§ **Stored data**
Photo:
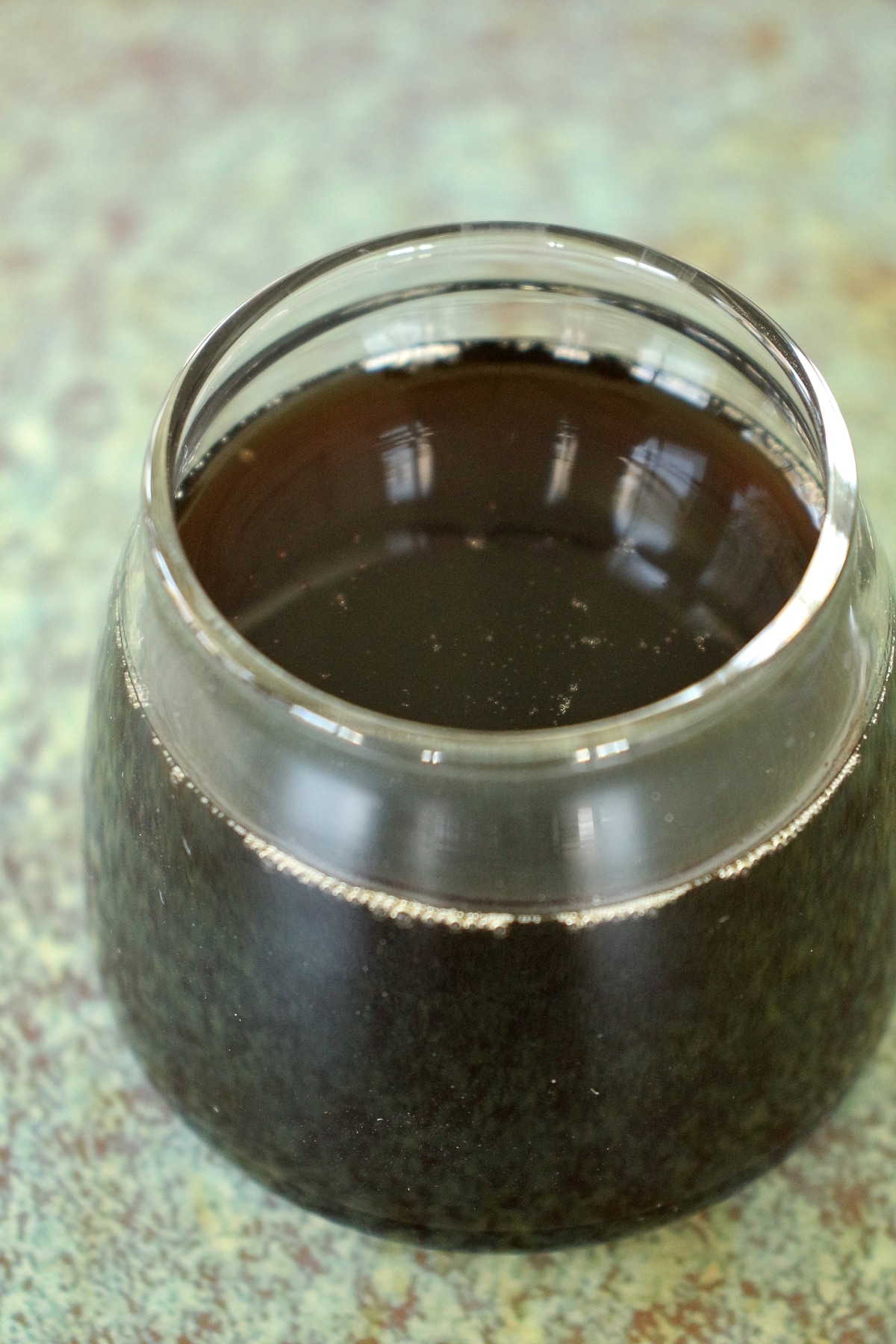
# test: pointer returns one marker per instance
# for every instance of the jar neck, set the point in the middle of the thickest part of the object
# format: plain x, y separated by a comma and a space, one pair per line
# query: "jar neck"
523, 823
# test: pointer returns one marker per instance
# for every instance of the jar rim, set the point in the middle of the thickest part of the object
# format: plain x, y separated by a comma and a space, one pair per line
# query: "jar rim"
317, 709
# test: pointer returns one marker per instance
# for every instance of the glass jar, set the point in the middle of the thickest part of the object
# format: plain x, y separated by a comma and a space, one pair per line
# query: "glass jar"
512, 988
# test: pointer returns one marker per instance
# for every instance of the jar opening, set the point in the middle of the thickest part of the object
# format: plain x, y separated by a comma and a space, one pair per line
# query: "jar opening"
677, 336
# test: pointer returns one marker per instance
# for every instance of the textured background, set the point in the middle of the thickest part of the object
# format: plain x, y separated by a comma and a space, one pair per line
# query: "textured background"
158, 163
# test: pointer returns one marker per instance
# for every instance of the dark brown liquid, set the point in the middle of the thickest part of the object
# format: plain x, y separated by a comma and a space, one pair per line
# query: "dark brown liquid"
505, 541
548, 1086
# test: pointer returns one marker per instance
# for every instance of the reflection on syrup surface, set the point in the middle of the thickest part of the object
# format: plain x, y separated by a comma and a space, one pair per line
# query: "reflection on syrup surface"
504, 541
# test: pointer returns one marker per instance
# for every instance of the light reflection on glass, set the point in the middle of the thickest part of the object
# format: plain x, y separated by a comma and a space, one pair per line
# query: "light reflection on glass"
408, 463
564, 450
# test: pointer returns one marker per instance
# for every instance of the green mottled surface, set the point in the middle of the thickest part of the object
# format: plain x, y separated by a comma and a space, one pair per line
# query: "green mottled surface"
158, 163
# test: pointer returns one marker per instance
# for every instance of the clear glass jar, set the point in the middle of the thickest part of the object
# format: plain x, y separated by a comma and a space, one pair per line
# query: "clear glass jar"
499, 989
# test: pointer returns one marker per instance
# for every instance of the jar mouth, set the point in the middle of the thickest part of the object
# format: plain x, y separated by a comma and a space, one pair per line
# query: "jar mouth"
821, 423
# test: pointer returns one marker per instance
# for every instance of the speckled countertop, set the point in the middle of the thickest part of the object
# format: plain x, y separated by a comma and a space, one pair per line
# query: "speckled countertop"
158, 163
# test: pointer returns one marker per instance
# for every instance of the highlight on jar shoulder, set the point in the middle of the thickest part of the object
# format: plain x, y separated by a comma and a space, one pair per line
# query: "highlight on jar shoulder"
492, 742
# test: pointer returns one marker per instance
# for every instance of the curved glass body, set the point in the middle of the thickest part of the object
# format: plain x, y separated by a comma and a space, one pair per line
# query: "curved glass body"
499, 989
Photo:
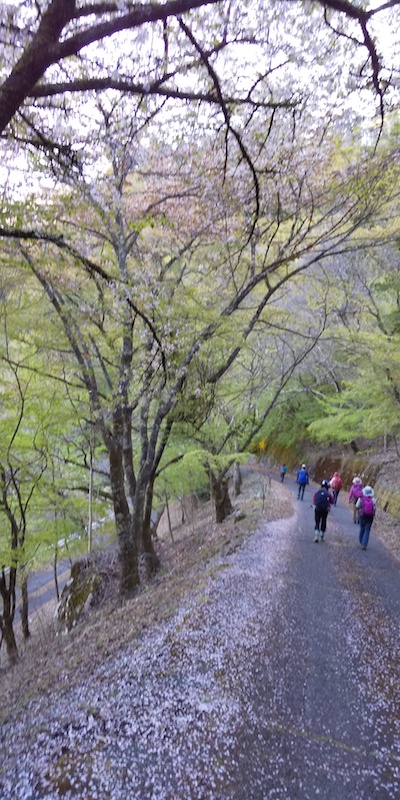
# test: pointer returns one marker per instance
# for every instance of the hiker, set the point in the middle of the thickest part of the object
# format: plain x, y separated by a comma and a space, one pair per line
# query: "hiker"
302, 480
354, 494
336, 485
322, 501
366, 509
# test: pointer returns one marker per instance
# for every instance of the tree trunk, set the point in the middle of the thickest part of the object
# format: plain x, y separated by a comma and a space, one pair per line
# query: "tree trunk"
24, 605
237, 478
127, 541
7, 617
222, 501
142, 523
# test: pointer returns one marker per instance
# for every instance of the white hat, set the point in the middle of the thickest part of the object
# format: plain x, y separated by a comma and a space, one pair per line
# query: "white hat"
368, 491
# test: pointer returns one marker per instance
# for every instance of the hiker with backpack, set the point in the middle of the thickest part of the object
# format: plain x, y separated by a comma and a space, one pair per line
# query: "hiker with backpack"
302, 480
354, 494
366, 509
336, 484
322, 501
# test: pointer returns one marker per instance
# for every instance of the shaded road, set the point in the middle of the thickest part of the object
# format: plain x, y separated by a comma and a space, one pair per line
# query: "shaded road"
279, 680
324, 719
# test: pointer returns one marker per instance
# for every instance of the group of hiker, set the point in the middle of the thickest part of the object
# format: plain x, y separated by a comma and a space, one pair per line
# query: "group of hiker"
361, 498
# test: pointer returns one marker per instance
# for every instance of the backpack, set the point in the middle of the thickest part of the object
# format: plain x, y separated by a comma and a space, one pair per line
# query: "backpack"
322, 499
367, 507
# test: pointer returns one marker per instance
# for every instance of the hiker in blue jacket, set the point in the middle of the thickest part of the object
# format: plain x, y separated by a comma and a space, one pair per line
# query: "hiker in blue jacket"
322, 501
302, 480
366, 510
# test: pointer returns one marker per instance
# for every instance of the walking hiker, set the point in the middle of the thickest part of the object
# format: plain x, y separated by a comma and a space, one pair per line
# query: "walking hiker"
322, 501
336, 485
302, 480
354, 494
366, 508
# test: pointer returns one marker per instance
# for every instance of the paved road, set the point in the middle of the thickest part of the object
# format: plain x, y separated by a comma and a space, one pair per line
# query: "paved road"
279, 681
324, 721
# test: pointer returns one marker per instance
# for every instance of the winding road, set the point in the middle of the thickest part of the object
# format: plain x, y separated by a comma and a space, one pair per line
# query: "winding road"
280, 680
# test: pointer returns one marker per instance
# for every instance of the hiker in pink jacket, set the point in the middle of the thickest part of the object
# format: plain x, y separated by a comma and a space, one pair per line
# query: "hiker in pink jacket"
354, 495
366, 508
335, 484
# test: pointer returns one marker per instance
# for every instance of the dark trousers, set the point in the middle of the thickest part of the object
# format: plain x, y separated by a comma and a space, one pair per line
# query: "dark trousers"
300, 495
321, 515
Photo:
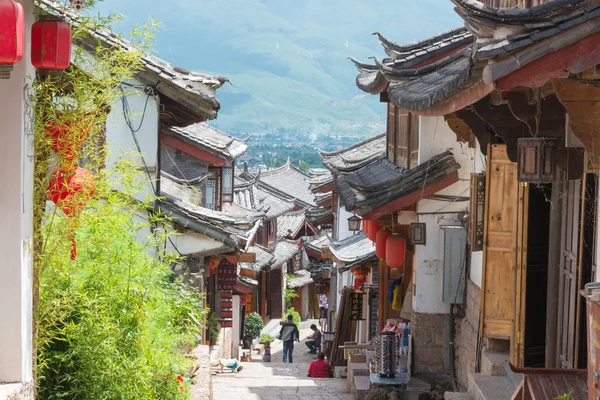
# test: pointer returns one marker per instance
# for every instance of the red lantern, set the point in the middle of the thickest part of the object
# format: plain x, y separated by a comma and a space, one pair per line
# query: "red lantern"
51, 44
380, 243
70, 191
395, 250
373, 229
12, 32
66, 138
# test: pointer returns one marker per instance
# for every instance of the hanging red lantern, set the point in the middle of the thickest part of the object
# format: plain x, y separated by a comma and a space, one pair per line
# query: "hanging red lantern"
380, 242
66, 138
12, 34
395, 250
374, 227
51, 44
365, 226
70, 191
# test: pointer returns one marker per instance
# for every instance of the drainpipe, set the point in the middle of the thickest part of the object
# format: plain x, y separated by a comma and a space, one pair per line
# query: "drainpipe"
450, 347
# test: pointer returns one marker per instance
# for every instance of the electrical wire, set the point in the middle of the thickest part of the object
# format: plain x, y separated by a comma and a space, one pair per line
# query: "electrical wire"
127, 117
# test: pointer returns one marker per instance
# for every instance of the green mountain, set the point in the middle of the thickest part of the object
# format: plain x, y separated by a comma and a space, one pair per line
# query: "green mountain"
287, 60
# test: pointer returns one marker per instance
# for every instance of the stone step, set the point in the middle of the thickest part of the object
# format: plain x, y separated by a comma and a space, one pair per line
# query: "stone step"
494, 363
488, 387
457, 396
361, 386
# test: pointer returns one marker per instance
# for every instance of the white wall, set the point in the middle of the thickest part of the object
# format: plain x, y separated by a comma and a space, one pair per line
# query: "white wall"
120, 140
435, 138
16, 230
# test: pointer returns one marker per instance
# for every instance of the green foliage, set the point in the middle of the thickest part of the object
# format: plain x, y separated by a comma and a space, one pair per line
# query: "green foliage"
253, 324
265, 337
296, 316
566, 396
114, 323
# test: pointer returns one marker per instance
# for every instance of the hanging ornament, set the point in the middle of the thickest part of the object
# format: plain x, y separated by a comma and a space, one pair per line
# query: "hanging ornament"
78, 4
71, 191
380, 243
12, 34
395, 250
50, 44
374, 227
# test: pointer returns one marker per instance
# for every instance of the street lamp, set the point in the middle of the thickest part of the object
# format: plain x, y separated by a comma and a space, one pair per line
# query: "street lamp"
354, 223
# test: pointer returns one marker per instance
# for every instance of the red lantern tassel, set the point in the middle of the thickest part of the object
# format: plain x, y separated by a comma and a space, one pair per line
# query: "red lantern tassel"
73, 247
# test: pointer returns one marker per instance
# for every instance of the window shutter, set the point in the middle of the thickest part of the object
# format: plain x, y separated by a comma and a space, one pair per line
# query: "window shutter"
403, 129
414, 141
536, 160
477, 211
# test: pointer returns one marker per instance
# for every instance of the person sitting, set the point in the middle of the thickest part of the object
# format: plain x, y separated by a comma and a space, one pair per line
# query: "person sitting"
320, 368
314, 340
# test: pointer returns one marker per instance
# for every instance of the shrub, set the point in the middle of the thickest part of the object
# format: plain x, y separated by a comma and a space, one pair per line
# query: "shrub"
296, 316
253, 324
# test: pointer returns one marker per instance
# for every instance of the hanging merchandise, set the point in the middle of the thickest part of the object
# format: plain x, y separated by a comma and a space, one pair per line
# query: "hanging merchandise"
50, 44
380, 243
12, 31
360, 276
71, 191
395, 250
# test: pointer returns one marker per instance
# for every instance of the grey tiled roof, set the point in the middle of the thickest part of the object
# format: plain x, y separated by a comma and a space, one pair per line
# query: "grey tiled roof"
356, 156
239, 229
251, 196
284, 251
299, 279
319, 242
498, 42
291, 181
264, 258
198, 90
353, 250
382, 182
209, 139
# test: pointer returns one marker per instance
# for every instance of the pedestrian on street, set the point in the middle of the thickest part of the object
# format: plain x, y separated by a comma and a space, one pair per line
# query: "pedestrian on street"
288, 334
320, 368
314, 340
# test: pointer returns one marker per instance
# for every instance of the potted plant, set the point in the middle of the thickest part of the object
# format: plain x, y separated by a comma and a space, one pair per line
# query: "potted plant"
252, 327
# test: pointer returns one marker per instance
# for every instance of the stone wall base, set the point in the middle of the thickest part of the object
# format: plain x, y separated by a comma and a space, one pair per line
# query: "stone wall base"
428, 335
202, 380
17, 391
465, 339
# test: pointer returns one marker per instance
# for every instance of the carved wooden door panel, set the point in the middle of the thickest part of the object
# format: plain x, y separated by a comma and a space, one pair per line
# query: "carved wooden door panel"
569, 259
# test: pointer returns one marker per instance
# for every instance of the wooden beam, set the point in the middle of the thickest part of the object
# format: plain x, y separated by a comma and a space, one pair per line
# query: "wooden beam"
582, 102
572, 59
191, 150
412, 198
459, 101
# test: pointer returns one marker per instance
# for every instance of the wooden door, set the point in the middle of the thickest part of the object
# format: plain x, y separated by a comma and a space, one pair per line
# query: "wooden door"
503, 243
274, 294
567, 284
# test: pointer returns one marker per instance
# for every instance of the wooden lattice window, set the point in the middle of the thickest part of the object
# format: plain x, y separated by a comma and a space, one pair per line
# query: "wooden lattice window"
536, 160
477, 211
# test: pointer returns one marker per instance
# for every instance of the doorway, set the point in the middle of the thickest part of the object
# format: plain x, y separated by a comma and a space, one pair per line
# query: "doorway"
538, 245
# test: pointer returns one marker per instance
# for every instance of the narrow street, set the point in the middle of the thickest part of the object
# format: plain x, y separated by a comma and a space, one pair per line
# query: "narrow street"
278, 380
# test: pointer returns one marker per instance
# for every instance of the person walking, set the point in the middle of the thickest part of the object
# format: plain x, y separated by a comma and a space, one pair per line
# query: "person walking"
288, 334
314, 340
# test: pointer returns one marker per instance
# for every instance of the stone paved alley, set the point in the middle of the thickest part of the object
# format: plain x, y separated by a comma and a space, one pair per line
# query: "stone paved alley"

§ **Work to complete**
Gather every line from the items above that contains the word "doorway".

§ **Result for this task**
# for every instance of the doorway, set the point in the middle of the thickest part of the object
# query: "doorway"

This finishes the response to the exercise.